(Polygon outlines for photos)
____________________

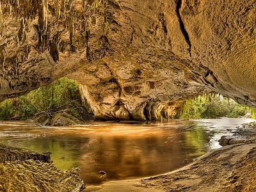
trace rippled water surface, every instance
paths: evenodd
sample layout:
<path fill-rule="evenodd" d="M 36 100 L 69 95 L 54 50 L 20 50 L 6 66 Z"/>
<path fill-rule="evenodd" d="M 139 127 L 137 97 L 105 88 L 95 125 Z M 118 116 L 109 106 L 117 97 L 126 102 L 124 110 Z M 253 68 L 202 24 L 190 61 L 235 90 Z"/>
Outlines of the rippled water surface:
<path fill-rule="evenodd" d="M 219 148 L 218 140 L 252 119 L 223 118 L 167 122 L 93 122 L 42 127 L 30 122 L 0 123 L 0 142 L 42 152 L 64 170 L 80 166 L 88 185 L 164 173 Z M 193 125 L 192 127 L 190 126 Z M 183 130 L 183 131 L 182 131 Z M 102 177 L 103 170 L 106 175 Z"/>

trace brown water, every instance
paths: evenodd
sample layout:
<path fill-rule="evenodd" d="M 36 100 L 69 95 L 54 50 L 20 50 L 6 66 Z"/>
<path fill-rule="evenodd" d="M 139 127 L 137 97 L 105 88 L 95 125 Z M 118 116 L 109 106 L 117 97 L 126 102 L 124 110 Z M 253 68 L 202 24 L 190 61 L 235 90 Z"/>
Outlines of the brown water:
<path fill-rule="evenodd" d="M 65 127 L 0 123 L 0 142 L 42 152 L 64 170 L 80 166 L 88 185 L 164 173 L 220 147 L 218 140 L 251 119 L 93 122 Z M 192 128 L 184 131 L 191 125 Z M 106 173 L 104 178 L 99 172 Z"/>

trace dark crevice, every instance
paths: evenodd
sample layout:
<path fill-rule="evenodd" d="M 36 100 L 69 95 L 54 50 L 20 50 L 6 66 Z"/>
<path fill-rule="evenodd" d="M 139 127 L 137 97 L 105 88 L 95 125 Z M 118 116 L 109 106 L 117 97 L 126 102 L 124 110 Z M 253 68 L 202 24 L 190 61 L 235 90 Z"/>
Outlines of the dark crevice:
<path fill-rule="evenodd" d="M 131 40 L 130 40 L 131 44 L 132 44 L 132 40 L 133 40 L 133 33 L 134 33 L 134 32 L 132 33 L 132 35 L 131 35 Z"/>
<path fill-rule="evenodd" d="M 181 15 L 180 15 L 180 9 L 181 8 L 181 4 L 182 3 L 182 0 L 178 0 L 178 3 L 177 3 L 177 6 L 176 6 L 176 12 L 177 12 L 177 15 L 179 18 L 179 21 L 180 23 L 180 28 L 181 31 L 183 33 L 183 35 L 186 40 L 186 42 L 187 42 L 187 44 L 188 44 L 188 45 L 189 47 L 189 52 L 190 56 L 191 56 L 191 43 L 190 42 L 189 36 L 188 35 L 188 33 L 185 29 L 185 26 L 182 22 L 182 19 L 181 19 Z"/>

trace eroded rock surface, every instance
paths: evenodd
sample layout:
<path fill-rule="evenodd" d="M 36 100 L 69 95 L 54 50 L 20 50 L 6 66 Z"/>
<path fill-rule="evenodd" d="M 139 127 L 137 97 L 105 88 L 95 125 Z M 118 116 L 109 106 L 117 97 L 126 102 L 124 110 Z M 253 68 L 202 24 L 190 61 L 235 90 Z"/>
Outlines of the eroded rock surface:
<path fill-rule="evenodd" d="M 81 191 L 79 168 L 61 172 L 49 154 L 0 145 L 1 191 Z"/>
<path fill-rule="evenodd" d="M 96 118 L 173 118 L 185 98 L 212 91 L 255 106 L 255 5 L 1 1 L 0 99 L 67 76 Z"/>

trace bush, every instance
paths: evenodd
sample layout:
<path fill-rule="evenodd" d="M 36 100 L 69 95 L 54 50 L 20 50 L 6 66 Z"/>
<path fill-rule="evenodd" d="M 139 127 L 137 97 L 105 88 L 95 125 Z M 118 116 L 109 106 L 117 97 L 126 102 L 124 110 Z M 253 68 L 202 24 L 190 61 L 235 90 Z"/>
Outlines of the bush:
<path fill-rule="evenodd" d="M 40 111 L 68 109 L 83 120 L 88 116 L 83 107 L 77 83 L 67 77 L 56 80 L 24 95 L 5 100 L 0 104 L 0 119 L 17 117 L 26 120 Z"/>
<path fill-rule="evenodd" d="M 180 118 L 216 118 L 221 116 L 238 118 L 249 111 L 253 114 L 255 109 L 240 105 L 233 100 L 218 94 L 198 96 L 186 101 Z"/>

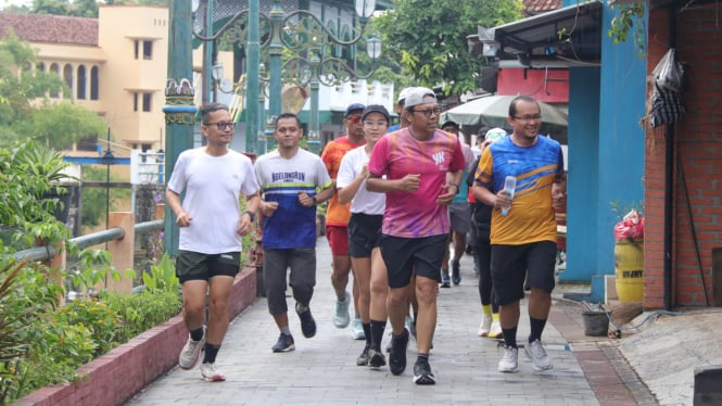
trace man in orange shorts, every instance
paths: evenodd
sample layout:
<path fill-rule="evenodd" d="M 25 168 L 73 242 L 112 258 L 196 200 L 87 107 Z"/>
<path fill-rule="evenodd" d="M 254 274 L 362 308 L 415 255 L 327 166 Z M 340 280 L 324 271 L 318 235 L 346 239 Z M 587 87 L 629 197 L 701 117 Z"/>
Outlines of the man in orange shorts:
<path fill-rule="evenodd" d="M 362 112 L 366 106 L 360 103 L 352 103 L 346 107 L 343 114 L 343 126 L 346 127 L 346 134 L 326 144 L 321 153 L 321 160 L 326 164 L 335 188 L 335 177 L 341 166 L 341 158 L 346 152 L 362 147 L 366 143 L 364 138 L 364 125 L 362 124 Z M 351 218 L 350 203 L 339 203 L 339 193 L 333 191 L 333 196 L 329 200 L 326 211 L 326 238 L 331 246 L 333 255 L 333 270 L 331 272 L 331 284 L 335 291 L 335 312 L 333 314 L 333 325 L 343 329 L 349 326 L 351 318 L 349 316 L 349 303 L 351 294 L 346 292 L 349 284 L 349 274 L 351 272 L 351 257 L 349 256 L 349 233 L 347 225 Z M 357 308 L 358 300 L 357 287 L 354 279 L 354 308 Z M 364 340 L 364 328 L 358 312 L 355 312 L 354 325 L 352 327 L 352 337 L 354 340 Z"/>

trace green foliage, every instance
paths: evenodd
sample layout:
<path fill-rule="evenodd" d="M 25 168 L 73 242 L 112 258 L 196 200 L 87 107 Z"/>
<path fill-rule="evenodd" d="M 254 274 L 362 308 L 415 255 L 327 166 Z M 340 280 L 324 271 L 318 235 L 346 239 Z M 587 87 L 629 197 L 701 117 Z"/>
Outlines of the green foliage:
<path fill-rule="evenodd" d="M 92 340 L 87 347 L 93 347 L 92 357 L 105 354 L 117 344 L 116 330 L 121 318 L 105 303 L 96 300 L 72 302 L 60 308 L 54 321 L 87 328 Z"/>
<path fill-rule="evenodd" d="M 176 267 L 167 253 L 163 254 L 157 265 L 151 266 L 150 272 L 143 272 L 142 280 L 145 290 L 172 293 L 180 290 Z"/>
<path fill-rule="evenodd" d="M 137 294 L 110 293 L 103 297 L 119 317 L 118 342 L 127 342 L 141 332 L 159 326 L 180 313 L 178 291 L 144 290 Z"/>
<path fill-rule="evenodd" d="M 635 2 L 630 4 L 612 5 L 611 9 L 617 12 L 611 18 L 611 25 L 607 35 L 613 43 L 625 42 L 630 34 L 641 58 L 645 56 L 647 35 L 645 24 L 645 3 Z"/>
<path fill-rule="evenodd" d="M 484 61 L 469 53 L 466 36 L 479 25 L 494 27 L 521 17 L 517 0 L 397 0 L 393 5 L 373 20 L 384 45 L 382 59 L 400 61 L 397 73 L 414 85 L 443 84 L 447 94 L 480 86 Z M 393 69 L 393 63 L 384 65 Z"/>
<path fill-rule="evenodd" d="M 0 148 L 0 227 L 15 230 L 14 241 L 51 243 L 69 238 L 71 231 L 53 216 L 64 193 L 58 181 L 69 179 L 60 153 L 25 141 Z"/>

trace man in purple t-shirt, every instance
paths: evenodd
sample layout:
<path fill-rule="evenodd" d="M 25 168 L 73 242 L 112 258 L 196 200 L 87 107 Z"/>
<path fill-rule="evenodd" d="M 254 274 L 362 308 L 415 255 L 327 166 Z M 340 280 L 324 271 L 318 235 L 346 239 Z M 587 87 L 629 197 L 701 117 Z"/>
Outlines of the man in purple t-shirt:
<path fill-rule="evenodd" d="M 366 188 L 387 193 L 380 248 L 389 271 L 393 329 L 389 368 L 394 375 L 406 369 L 409 332 L 404 318 L 411 276 L 416 275 L 419 308 L 414 382 L 434 384 L 429 350 L 436 326 L 439 269 L 449 232 L 446 210 L 459 191 L 464 154 L 456 136 L 436 128 L 441 110 L 431 89 L 416 88 L 404 107 L 410 125 L 387 134 L 373 147 Z"/>

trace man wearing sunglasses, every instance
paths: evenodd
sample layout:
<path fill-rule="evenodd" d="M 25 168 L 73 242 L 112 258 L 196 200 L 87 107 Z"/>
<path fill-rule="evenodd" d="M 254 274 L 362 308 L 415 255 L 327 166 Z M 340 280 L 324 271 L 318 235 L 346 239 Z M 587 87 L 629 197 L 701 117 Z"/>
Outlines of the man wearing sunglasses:
<path fill-rule="evenodd" d="M 415 89 L 405 109 L 410 125 L 387 134 L 373 147 L 366 188 L 387 193 L 380 248 L 389 274 L 393 330 L 389 369 L 393 375 L 406 369 L 409 332 L 404 318 L 416 276 L 414 382 L 434 384 L 429 350 L 436 326 L 439 269 L 451 231 L 447 206 L 459 191 L 465 160 L 458 138 L 436 128 L 441 109 L 431 89 Z"/>
<path fill-rule="evenodd" d="M 241 265 L 241 238 L 253 229 L 261 198 L 251 160 L 228 148 L 235 124 L 228 106 L 205 105 L 201 117 L 207 144 L 178 156 L 165 198 L 180 227 L 176 275 L 190 335 L 178 364 L 182 369 L 192 369 L 204 350 L 201 376 L 213 382 L 226 380 L 216 369 L 216 354 L 228 329 L 231 286 Z M 240 193 L 246 199 L 243 213 L 238 204 Z M 203 325 L 208 287 L 206 329 Z"/>
<path fill-rule="evenodd" d="M 349 304 L 352 301 L 352 296 L 346 292 L 349 274 L 351 272 L 347 232 L 349 219 L 351 218 L 351 204 L 339 203 L 339 192 L 335 190 L 335 177 L 339 174 L 343 155 L 366 143 L 364 125 L 362 123 L 362 113 L 365 107 L 360 103 L 352 103 L 346 107 L 343 114 L 343 126 L 346 127 L 346 134 L 329 142 L 321 153 L 321 160 L 326 164 L 326 169 L 328 169 L 331 179 L 333 179 L 334 188 L 333 196 L 329 200 L 326 211 L 326 238 L 331 246 L 333 257 L 331 286 L 333 286 L 337 296 L 333 325 L 339 329 L 346 328 L 351 321 L 349 317 Z M 354 340 L 364 340 L 364 328 L 356 303 L 358 301 L 356 278 L 354 278 L 353 292 L 355 317 L 351 334 Z"/>

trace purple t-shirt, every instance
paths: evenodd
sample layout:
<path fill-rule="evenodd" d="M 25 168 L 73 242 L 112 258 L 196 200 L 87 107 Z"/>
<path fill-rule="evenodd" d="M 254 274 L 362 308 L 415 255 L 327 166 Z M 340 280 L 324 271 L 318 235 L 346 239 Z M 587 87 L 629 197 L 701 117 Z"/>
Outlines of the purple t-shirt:
<path fill-rule="evenodd" d="M 446 173 L 461 170 L 464 165 L 461 144 L 454 135 L 436 130 L 420 141 L 407 127 L 383 136 L 373 147 L 368 170 L 389 180 L 419 174 L 421 183 L 415 192 L 387 193 L 381 231 L 403 238 L 447 234 L 446 206 L 436 204 L 436 198 L 446 193 Z"/>

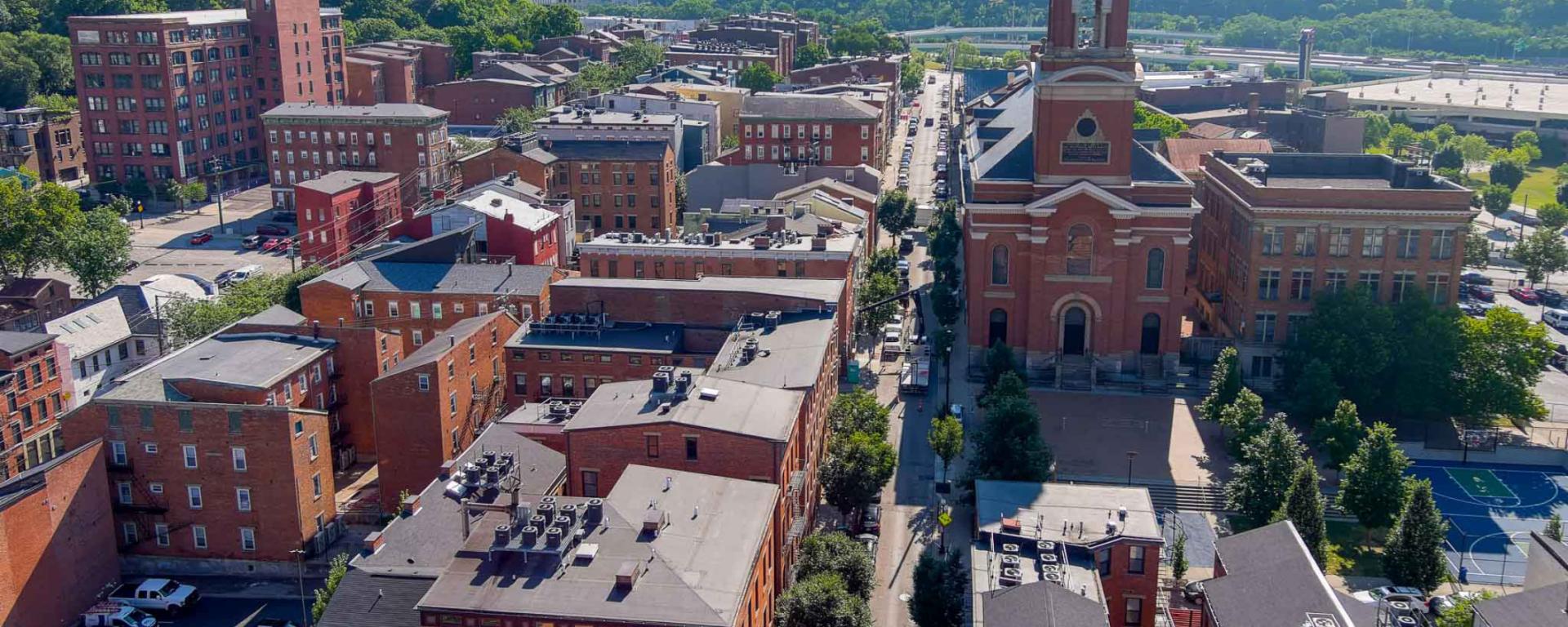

____________________

# [INSTRUCTION]
Can you update the lines starting with the one containing "trace bush, every instance" and going on through the one containing "180 118 L 216", replacing "bush" with "shrub" and leaving everything else unchanged? Give only those lines.

# [CORRECT OUTPUT]
trace shrub, every instance
paths: evenodd
sample layout:
<path fill-rule="evenodd" d="M 36 100 L 69 95 L 54 50 L 20 50 L 6 66 Z"/>
<path fill-rule="evenodd" d="M 139 127 L 137 97 L 105 88 L 95 125 Z M 118 116 L 109 106 L 117 97 L 126 102 L 124 110 Z M 253 68 L 202 24 L 190 61 L 235 90 Z"/>
Outlines of the shrub:
<path fill-rule="evenodd" d="M 40 111 L 68 109 L 83 120 L 88 116 L 83 107 L 77 83 L 67 77 L 56 80 L 24 95 L 5 100 L 0 104 L 0 119 L 17 117 L 26 120 Z"/>
<path fill-rule="evenodd" d="M 180 118 L 216 118 L 221 116 L 238 118 L 249 111 L 253 114 L 255 109 L 240 105 L 233 100 L 218 94 L 198 96 L 186 101 Z"/>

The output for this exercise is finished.